INSTRUCTIONS:
A. According to the fish stress research description, how is fluctuating asymmetry defined?
B. What are all the kinds of left-right difference that the fish stress research description says fluctuating asymmetry can involve?
C. Continue the fish stress research description from where it stops.

SELECTED EXCERPT:
- Opening Delimiter -

Stress effects on fish development and physiology
Team: Patricia Pierson, Guillaume Spennato
Composition with a superposition (red/green) of paired otoliths(sagittae) of Dicentrarchus labrax post-larvae
Our Laboratory works in particular on the effects of environmental changes (including pollutants flows) on marine species and their habitats. This consists on developing new measurement techniques and new indicators to assess threat impact. The global aim of this work is to allow better monitoring of the biological quality of marine ecosystem, better management of the Mediterranean coastal zone, with an ecotoxicological approach. An important aspect of the study is the characterization of stress effects, at the entire animal organism level, and the validation of new biological indicators of environmental perturbation. Our work is structured around three points:
Part 1 : Stress induction of fluctuating asymmetry or of change in the shape of otoliths in fish
Studies on various invertebrate or vertebrate models have shown that an environmental stress may result in an increase in the frequency of fluctuating asymmetry acquisition for morphological characteristics during the development of the observed animals. Fluctuating asymmetry is defined as the presence of random differences between left and right sides of an organism for a bilateral character, differences in size, shape or number. From these observations, several authors have proposed fluctuating asymmetry as a biological indicator for stress, while others have concluded the opposite. On the other hand, different forms of otoliths for adult fishes of the same species have been observed by different authors depending on where these fishes were collected.

- Closing Delimiter -

DATA EXTRACTS:

- Opening Delimiter -

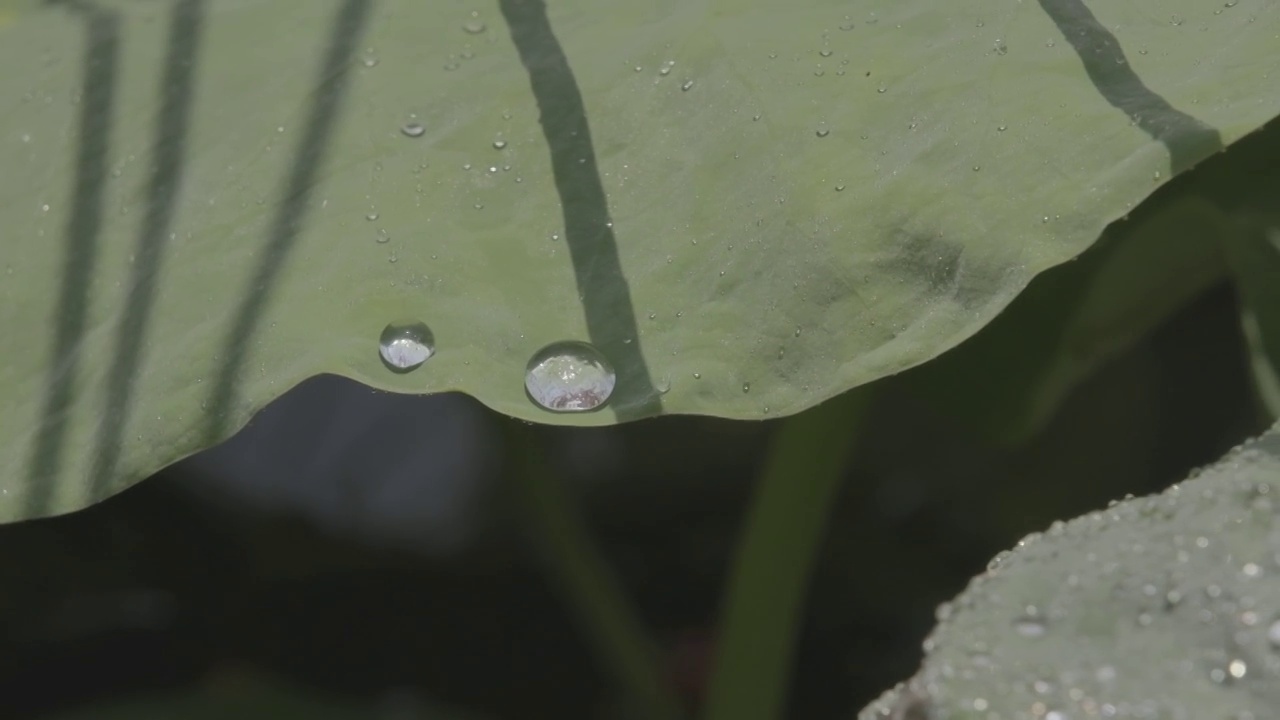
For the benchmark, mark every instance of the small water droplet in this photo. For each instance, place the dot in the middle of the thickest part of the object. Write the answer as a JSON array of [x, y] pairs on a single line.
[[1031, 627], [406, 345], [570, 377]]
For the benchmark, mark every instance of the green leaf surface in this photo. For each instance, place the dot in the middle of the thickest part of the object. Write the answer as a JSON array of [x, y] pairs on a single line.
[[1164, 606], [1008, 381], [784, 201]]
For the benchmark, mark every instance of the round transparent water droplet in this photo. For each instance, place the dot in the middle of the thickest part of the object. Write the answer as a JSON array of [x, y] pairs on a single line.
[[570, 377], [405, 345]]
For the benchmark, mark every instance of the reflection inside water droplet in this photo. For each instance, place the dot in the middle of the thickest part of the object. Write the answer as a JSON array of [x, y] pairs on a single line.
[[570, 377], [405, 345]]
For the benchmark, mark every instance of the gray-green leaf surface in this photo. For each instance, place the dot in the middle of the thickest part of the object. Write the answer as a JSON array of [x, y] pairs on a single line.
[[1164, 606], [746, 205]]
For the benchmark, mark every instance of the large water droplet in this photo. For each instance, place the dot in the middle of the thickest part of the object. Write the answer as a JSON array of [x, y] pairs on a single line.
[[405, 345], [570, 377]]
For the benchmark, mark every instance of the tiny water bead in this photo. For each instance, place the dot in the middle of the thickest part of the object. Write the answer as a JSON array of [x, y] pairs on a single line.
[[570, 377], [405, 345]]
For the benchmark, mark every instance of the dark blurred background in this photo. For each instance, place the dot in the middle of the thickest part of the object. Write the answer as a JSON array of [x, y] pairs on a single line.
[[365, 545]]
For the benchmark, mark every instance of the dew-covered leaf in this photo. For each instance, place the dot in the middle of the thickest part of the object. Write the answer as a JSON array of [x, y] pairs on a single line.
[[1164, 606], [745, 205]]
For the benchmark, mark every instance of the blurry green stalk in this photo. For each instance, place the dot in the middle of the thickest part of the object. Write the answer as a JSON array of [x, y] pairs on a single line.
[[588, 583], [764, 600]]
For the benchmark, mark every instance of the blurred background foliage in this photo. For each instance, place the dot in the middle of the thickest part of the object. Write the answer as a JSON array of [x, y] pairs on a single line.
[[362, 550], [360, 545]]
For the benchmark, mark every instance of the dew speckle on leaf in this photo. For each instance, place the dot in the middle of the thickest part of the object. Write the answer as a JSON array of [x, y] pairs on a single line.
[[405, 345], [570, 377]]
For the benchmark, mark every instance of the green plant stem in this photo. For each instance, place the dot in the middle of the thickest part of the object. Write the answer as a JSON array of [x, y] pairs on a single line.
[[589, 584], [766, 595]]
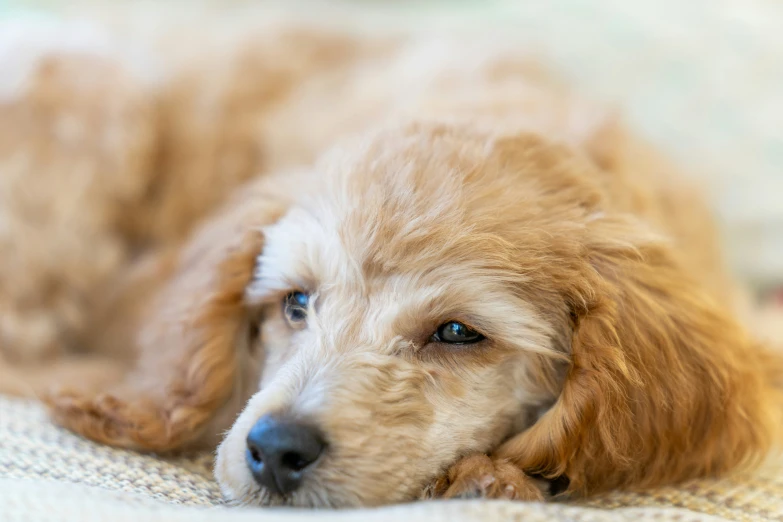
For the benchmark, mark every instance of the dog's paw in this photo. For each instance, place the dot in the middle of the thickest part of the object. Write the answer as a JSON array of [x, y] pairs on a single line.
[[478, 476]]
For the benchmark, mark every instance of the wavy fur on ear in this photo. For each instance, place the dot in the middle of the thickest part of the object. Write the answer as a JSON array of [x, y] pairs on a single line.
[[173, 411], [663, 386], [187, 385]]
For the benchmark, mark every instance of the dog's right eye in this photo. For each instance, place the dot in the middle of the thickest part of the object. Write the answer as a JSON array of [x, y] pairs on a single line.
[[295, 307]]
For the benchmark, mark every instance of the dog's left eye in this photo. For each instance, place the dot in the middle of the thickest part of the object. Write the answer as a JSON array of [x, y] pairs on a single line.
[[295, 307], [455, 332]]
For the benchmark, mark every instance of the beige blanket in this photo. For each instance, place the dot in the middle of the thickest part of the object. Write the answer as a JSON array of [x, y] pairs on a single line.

- Closing Delimiter -

RESPONSES FOR EACH TASK:
A. It is the presence of random differences between the left and right sides of an organism for a bilateral character: differences in size, shape or number.

B. Size, shape, number

C.
In our present project, we measure the impact of the presence of substances in the fish environment that may cause a chemical stress, on fluctuating asymmetry induction or changes in the shape of otoliths. We carry out asymmetry and otolith shape measurements on larvae, post-larvae, or juveniles of fishes, exposed or not to pollutants, in aquaria (phosphate, zinc) or in situ (in three selected Mediterranean coastal areas, each including a type of reference site with the least possible anthropisation, a river mouth, and a recreational harbour). The fishes studied are Mediterranean fishes, Dicentrachus labrax, Oblada melanura, and Diplodus sargus or Diplodus vulgaris. The monitoring of fluctuating asymmetry is carried out by measurements of several morphological parameters of the paired otoliths. The shape analyses of otoliths are based on Fourier descriptors. Observations are made directly on the animal and measurements are made, to increase its accuracy, from photographs of the structures of interest on the right and left sides of the animal, processed with a software for image analysis.
We have shown, on two types of fishes, that fluctuating asymmetry does not vary under the influence of chemical pollutants, or between a coastal site as protected as possible from anthropisation, a river mouth and a recreational harbour. Hence fluctuating asymmetry cannot be validated as a new indicator of stress in fish.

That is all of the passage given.